▶

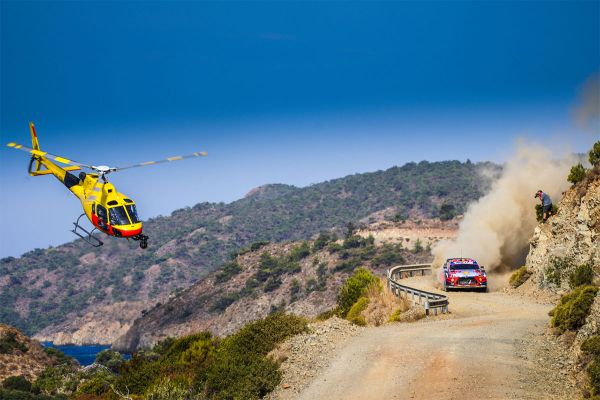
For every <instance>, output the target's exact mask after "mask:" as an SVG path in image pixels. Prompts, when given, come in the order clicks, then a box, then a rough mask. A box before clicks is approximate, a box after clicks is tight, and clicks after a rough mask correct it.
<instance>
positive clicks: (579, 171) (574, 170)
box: [567, 163, 585, 185]
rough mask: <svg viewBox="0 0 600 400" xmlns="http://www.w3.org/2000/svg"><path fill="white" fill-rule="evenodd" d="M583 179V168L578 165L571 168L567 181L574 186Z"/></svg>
mask: <svg viewBox="0 0 600 400" xmlns="http://www.w3.org/2000/svg"><path fill="white" fill-rule="evenodd" d="M583 178H585V168H583V165H581V163H578V164H577V165H574V166H572V167H571V172H569V176H568V177H567V180H568V181H569V182H571V183H572V184H574V185H575V184H577V183H579V182H581V181H582V180H583Z"/></svg>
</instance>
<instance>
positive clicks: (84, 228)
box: [71, 214, 104, 247]
mask: <svg viewBox="0 0 600 400" xmlns="http://www.w3.org/2000/svg"><path fill="white" fill-rule="evenodd" d="M84 215H85V214H81V215H80V216H79V218H77V221H75V222H73V225H75V228H74V229H73V230H72V231H71V232H73V233H74V234H76V235H77V236H79V237H80V238H82V239H83V240H84V242H86V243H87V244H89V245H91V246H94V247H100V246H102V245H103V244H104V242H103V241H102V240H100V239H98V238H97V237H96V236H94V231H95V230H96V228H94V229H92V231H91V232H90V231H88V230H87V229H85V228H84V227H83V226H81V225H79V220H80V219H81V217H83V216H84ZM78 230H79V231H81V232H82V233H83V234H81V233H79V232H78Z"/></svg>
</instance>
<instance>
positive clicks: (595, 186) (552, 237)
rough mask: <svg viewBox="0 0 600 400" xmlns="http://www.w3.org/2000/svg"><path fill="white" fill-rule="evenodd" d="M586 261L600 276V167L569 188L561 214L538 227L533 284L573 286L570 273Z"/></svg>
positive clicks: (564, 195) (540, 285)
mask: <svg viewBox="0 0 600 400" xmlns="http://www.w3.org/2000/svg"><path fill="white" fill-rule="evenodd" d="M582 264H589V265H590V266H592V267H594V268H595V270H594V271H595V274H596V276H597V277H600V168H599V167H596V168H595V169H592V170H590V171H588V173H587V176H586V178H585V179H584V180H583V181H581V182H579V183H578V184H576V185H574V186H573V187H571V188H570V189H569V190H567V191H566V192H565V193H564V195H563V197H562V199H561V200H560V202H559V203H558V213H557V215H554V216H552V217H551V218H550V219H549V220H548V222H547V223H545V224H540V225H538V227H537V228H536V229H535V232H534V234H533V237H532V238H531V241H530V251H529V254H528V256H527V261H526V267H527V269H528V270H529V271H531V273H532V277H531V279H530V281H529V282H528V283H527V284H525V285H524V286H523V287H522V289H521V290H528V289H529V287H530V286H533V287H536V286H537V287H539V288H541V289H546V290H549V291H551V292H564V291H566V290H568V289H569V275H570V274H571V273H572V272H573V271H574V270H575V268H576V267H577V266H579V265H582Z"/></svg>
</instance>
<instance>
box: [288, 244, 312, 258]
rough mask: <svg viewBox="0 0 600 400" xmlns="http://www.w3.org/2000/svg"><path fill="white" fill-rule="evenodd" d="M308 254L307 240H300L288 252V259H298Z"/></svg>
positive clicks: (305, 257) (307, 254) (302, 257)
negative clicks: (289, 257) (296, 244)
mask: <svg viewBox="0 0 600 400" xmlns="http://www.w3.org/2000/svg"><path fill="white" fill-rule="evenodd" d="M309 255H310V246H309V245H308V242H302V244H300V245H298V246H295V247H294V248H292V251H291V252H290V261H300V260H302V259H304V258H306V257H308V256H309Z"/></svg>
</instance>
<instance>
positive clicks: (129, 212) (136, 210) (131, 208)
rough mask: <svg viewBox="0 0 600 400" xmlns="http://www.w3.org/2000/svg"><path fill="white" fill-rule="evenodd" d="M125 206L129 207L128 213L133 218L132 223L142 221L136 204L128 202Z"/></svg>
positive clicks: (132, 219)
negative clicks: (136, 207)
mask: <svg viewBox="0 0 600 400" xmlns="http://www.w3.org/2000/svg"><path fill="white" fill-rule="evenodd" d="M125 208H127V214H129V218H130V219H131V223H132V224H137V223H138V222H140V219H139V218H138V216H137V210H136V208H135V204H127V205H126V206H125Z"/></svg>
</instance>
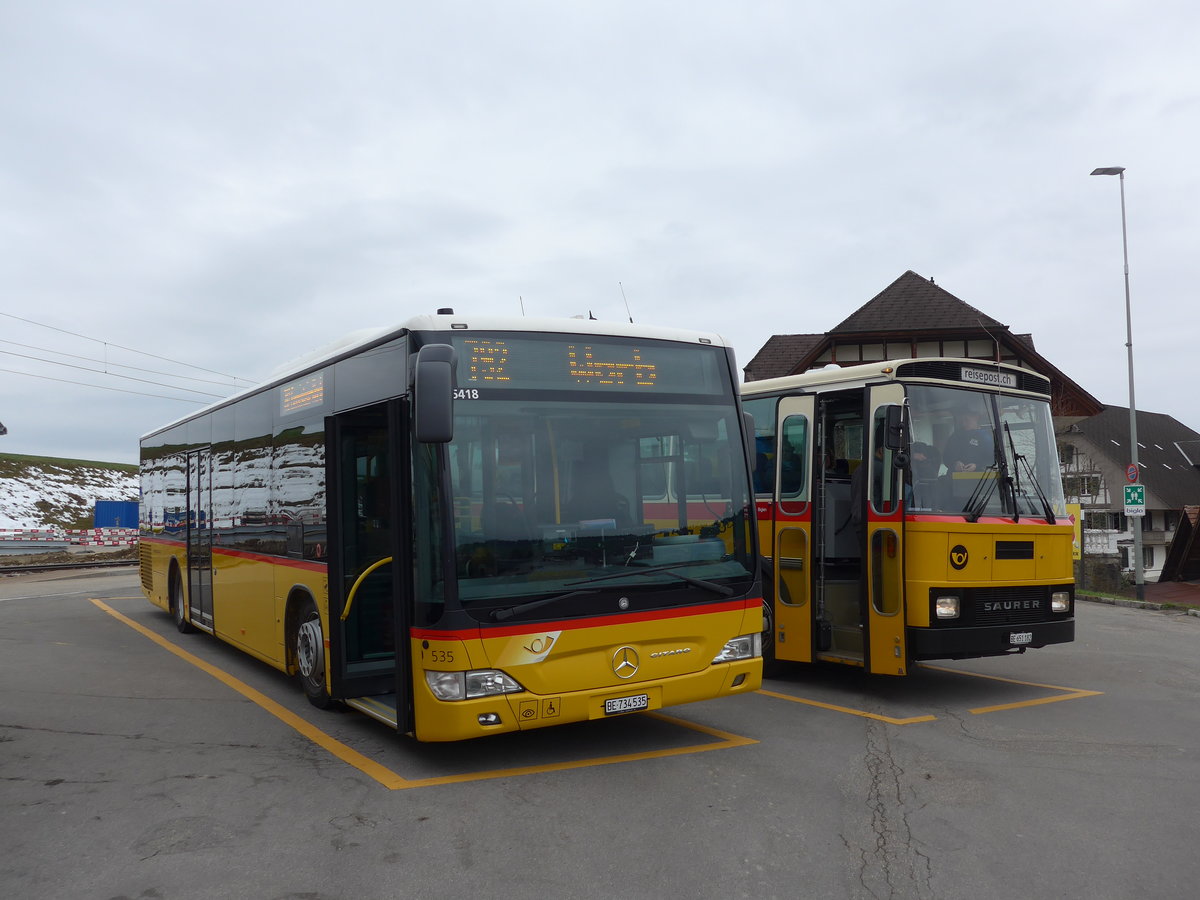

◀

### Task objective
Arrange every line of the material above as a Markdown table with the columns "Row" and "Line". Omit blank lines and the pictures.

### Result for this task
| Row | Line |
|---|---|
| 1 | For every <instance>, output the target's exact mask after "mask:" as an SVG path in image pixels. Prompts, when given, come in the order clicks, then a box, then a rough mask. A box before clicks is approximate, a box after clicks is tight, and clicks after a rough mask correct it. |
| 2 | <instance> |
| 3 | positive clicks: (579, 171) (574, 170) |
| 4 | box: [567, 163, 585, 185] |
| 5 | rough mask: <svg viewBox="0 0 600 400" xmlns="http://www.w3.org/2000/svg"><path fill="white" fill-rule="evenodd" d="M583 179V168L578 165L571 168L567 181L574 186Z"/></svg> |
| 6 | mask: <svg viewBox="0 0 600 400" xmlns="http://www.w3.org/2000/svg"><path fill="white" fill-rule="evenodd" d="M583 178H585V168H583V165H581V163H578V164H577V165H574V166H572V167H571V172H569V176H568V177H567V180H568V181H569V182H571V183H572V184H574V185H575V184H577V183H579V182H581V181H582V180H583Z"/></svg> |
| 7 | </instance> |
| 8 | <instance> |
| 9 | positive clicks: (84, 228) |
| 10 | box: [71, 214, 104, 247] |
| 11 | mask: <svg viewBox="0 0 600 400" xmlns="http://www.w3.org/2000/svg"><path fill="white" fill-rule="evenodd" d="M84 215H85V214H81V215H80V216H79V218H77V221H75V222H73V225H75V228H74V229H73V230H72V231H71V232H73V233H74V234H76V235H77V236H79V237H80V238H82V239H83V240H84V242H86V243H87V244H89V245H91V246H94V247H100V246H102V245H103V244H104V242H103V241H102V240H100V239H98V238H97V237H96V236H94V231H95V230H96V228H94V229H92V231H91V232H90V231H88V230H87V229H85V228H84V227H83V226H81V225H79V220H80V219H81V217H83V216H84ZM78 230H79V231H81V232H82V233H83V234H81V233H79V232H78Z"/></svg> |
| 12 | </instance> |
| 13 | <instance> |
| 14 | positive clicks: (595, 186) (552, 237) |
| 15 | rough mask: <svg viewBox="0 0 600 400" xmlns="http://www.w3.org/2000/svg"><path fill="white" fill-rule="evenodd" d="M586 261L600 276V167L569 188L561 214L538 227L533 284L573 286L570 273Z"/></svg> |
| 16 | positive clicks: (564, 195) (540, 285) |
| 17 | mask: <svg viewBox="0 0 600 400" xmlns="http://www.w3.org/2000/svg"><path fill="white" fill-rule="evenodd" d="M582 264H589V265H590V266H592V267H594V268H595V270H594V271H595V274H596V276H597V277H600V168H599V167H596V168H595V169H592V170H590V171H588V173H587V176H586V178H585V179H584V180H583V181H581V182H579V183H578V184H576V185H574V186H573V187H571V188H570V189H569V190H567V191H566V192H565V193H564V195H563V197H562V199H561V200H560V202H559V203H558V213H557V215H554V216H552V217H551V218H550V219H549V220H548V222H547V223H545V224H540V225H538V227H537V228H536V229H535V232H534V234H533V237H532V238H531V241H530V251H529V254H528V256H527V261H526V267H527V269H528V270H529V271H531V273H532V277H531V279H530V281H529V282H528V283H527V284H525V285H524V286H523V287H522V289H521V290H528V289H529V287H530V286H533V287H536V286H537V287H539V288H541V289H546V290H549V291H551V292H564V291H566V290H568V289H569V275H570V274H571V273H572V272H573V271H574V270H575V268H576V267H577V266H579V265H582Z"/></svg> |
| 18 | </instance> |
| 19 | <instance> |
| 20 | box: [288, 244, 312, 258] |
| 21 | rough mask: <svg viewBox="0 0 600 400" xmlns="http://www.w3.org/2000/svg"><path fill="white" fill-rule="evenodd" d="M308 254L307 240H300L288 252V259H298Z"/></svg> |
| 22 | positive clicks: (305, 257) (307, 254) (302, 257) |
| 23 | negative clicks: (289, 257) (296, 244) |
| 24 | mask: <svg viewBox="0 0 600 400" xmlns="http://www.w3.org/2000/svg"><path fill="white" fill-rule="evenodd" d="M309 255H310V246H309V245H308V242H302V244H300V245H298V246H295V247H294V248H292V251H291V252H290V261H300V260H302V259H304V258H306V257H308V256H309Z"/></svg> |
| 25 | </instance> |
| 26 | <instance> |
| 27 | positive clicks: (129, 212) (136, 210) (131, 208) |
| 28 | rough mask: <svg viewBox="0 0 600 400" xmlns="http://www.w3.org/2000/svg"><path fill="white" fill-rule="evenodd" d="M125 206L129 207L128 213L133 218L132 223L142 221L136 204L128 202Z"/></svg> |
| 29 | positive clicks: (132, 219) |
| 30 | negative clicks: (136, 207) |
| 31 | mask: <svg viewBox="0 0 600 400" xmlns="http://www.w3.org/2000/svg"><path fill="white" fill-rule="evenodd" d="M125 208H127V214H129V218H130V219H131V223H132V224H137V223H138V222H140V219H139V218H138V216H137V210H136V208H135V204H127V205H126V206H125Z"/></svg> |
| 32 | </instance> |